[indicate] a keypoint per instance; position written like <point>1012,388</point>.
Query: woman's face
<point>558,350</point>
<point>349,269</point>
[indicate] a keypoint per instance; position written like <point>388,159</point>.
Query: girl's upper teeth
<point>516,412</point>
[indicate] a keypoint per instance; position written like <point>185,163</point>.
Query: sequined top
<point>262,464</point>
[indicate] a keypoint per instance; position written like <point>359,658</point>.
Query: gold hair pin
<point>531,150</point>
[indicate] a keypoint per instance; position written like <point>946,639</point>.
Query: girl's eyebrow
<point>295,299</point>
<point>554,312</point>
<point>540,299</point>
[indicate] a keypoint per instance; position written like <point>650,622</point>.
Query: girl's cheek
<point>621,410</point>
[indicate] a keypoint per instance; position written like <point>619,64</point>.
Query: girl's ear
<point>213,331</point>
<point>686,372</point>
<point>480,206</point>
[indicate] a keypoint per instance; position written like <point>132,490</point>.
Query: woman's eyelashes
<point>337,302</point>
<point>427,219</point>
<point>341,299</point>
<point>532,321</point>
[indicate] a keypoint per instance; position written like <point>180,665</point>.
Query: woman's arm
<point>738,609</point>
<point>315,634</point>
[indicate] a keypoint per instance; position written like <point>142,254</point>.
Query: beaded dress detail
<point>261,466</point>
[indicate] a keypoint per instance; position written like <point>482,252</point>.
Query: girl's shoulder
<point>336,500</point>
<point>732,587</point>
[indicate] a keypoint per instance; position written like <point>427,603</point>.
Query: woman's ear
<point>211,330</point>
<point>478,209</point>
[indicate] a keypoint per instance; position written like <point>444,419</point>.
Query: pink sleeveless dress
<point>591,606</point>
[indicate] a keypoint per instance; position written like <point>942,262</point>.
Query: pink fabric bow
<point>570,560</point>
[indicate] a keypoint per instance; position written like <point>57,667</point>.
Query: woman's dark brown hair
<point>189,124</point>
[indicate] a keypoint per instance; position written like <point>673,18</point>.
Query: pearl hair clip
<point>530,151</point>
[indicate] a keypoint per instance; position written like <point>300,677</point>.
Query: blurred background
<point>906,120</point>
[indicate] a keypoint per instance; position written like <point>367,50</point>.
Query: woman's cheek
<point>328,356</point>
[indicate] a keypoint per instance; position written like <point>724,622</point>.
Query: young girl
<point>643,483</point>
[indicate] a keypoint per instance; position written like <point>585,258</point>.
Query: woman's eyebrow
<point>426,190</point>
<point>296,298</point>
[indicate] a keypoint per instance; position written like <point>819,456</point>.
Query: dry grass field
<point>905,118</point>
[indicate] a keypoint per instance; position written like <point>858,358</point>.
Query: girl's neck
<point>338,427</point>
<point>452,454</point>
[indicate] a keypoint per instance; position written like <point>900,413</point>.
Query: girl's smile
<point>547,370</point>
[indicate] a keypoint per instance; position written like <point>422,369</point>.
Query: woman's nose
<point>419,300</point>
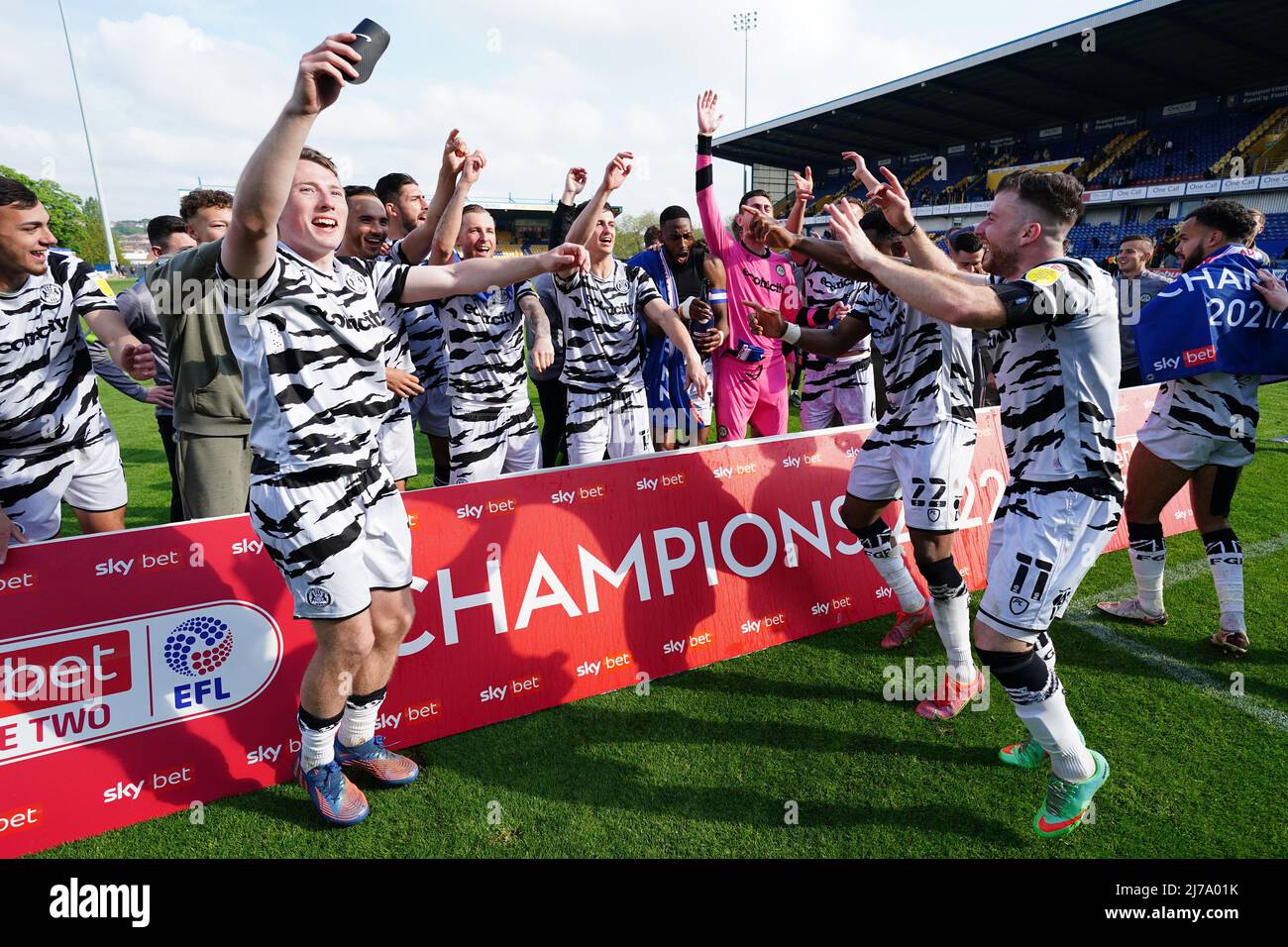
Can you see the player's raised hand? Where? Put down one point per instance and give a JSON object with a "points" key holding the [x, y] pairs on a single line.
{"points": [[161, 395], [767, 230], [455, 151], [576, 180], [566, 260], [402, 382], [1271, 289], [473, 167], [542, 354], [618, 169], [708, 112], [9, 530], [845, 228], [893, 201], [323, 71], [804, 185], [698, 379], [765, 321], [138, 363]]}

* * * *

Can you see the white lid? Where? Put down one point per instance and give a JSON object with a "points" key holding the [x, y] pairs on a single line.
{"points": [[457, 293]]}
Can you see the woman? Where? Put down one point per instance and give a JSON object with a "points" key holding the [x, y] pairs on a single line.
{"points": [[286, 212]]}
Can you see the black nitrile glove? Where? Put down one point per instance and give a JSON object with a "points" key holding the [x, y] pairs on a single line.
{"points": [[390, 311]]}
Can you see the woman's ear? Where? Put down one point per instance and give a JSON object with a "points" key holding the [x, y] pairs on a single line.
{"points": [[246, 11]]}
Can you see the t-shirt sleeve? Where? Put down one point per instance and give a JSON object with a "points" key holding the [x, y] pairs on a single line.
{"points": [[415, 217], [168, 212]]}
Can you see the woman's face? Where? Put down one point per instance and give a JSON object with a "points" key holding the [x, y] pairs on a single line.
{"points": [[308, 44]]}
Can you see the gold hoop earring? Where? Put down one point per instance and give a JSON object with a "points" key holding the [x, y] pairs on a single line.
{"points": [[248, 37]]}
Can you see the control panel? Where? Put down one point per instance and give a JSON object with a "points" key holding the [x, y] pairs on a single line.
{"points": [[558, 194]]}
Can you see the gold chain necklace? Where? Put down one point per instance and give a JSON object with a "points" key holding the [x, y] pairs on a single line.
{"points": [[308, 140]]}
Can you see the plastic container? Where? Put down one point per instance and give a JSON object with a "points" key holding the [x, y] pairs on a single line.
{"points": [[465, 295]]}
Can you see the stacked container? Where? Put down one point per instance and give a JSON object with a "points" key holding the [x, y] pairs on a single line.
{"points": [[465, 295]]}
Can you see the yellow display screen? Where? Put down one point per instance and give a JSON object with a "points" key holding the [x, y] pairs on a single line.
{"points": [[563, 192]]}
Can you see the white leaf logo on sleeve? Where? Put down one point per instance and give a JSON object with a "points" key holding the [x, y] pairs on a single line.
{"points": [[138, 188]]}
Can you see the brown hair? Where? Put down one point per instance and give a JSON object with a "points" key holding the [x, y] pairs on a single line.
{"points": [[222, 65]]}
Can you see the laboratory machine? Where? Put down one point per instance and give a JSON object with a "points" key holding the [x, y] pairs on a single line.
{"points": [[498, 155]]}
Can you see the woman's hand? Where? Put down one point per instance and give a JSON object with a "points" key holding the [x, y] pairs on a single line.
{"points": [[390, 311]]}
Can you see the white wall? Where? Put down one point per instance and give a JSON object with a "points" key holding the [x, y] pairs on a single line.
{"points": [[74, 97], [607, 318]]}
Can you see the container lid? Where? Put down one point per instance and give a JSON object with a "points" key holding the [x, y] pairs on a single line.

* * * *

EXERCISE REQUIREMENTS: From the material above, set down exactly the lines between the line holding "written like <point>1012,388</point>." and the line holding "written like <point>946,639</point>.", inclusive. Include nothing else.

ANSWER TO THE EXERCISE:
[indicate] a keypoint per instance; position written like <point>1012,388</point>.
Query: woman's face
<point>558,350</point>
<point>349,269</point>
[indicate] a keypoint per instance; position written like <point>388,159</point>.
Query: girl's upper teeth
<point>516,412</point>
[indicate] a keypoint per instance; position written like <point>185,163</point>.
Query: sequined top
<point>262,464</point>
[indicate] a keypoint per instance; position written like <point>359,658</point>.
Query: gold hair pin
<point>531,150</point>
[indicate] a keypoint per instance; position written like <point>946,639</point>.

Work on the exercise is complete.